- Information given:
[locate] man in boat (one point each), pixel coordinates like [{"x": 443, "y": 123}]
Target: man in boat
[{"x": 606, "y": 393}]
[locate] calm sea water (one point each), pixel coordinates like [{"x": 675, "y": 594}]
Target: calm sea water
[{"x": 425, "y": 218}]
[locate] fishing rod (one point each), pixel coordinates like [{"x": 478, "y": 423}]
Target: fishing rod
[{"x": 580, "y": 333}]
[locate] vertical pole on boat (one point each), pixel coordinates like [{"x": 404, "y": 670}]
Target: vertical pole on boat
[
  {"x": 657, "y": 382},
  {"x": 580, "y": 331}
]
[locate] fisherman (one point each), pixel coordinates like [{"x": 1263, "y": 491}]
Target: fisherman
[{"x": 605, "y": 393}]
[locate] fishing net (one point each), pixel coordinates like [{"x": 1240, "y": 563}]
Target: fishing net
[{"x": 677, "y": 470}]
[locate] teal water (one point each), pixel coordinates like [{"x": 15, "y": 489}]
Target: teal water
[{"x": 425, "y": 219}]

- Exercise objective:
Copy the listing above line for line, without changing anything.

- Exercise response:
[locate] man in boat (one point each), pixel coordinates like [{"x": 443, "y": 123}]
Target: man in boat
[{"x": 606, "y": 393}]
[locate] calm sea water (one point each), pixel coordinates like [{"x": 675, "y": 594}]
Target: calm sea water
[{"x": 425, "y": 218}]
[locate] fishing rod (one point each), pixel coordinates like [{"x": 478, "y": 423}]
Target: fishing rod
[{"x": 580, "y": 333}]
[locate] vertical pole on boat (one point each), pixel coordinates like [{"x": 404, "y": 670}]
Target: vertical pole on boat
[
  {"x": 657, "y": 382},
  {"x": 580, "y": 331}
]
[locate] fisherman (one point each), pixel coordinates like [{"x": 1263, "y": 491}]
Target: fisherman
[{"x": 605, "y": 393}]
[locate] fishing net (one point each), pixel coordinates like [{"x": 1240, "y": 563}]
Target: fishing net
[{"x": 677, "y": 470}]
[locate] teal water (one point each), pixel coordinates like [{"x": 15, "y": 489}]
Target: teal water
[{"x": 425, "y": 219}]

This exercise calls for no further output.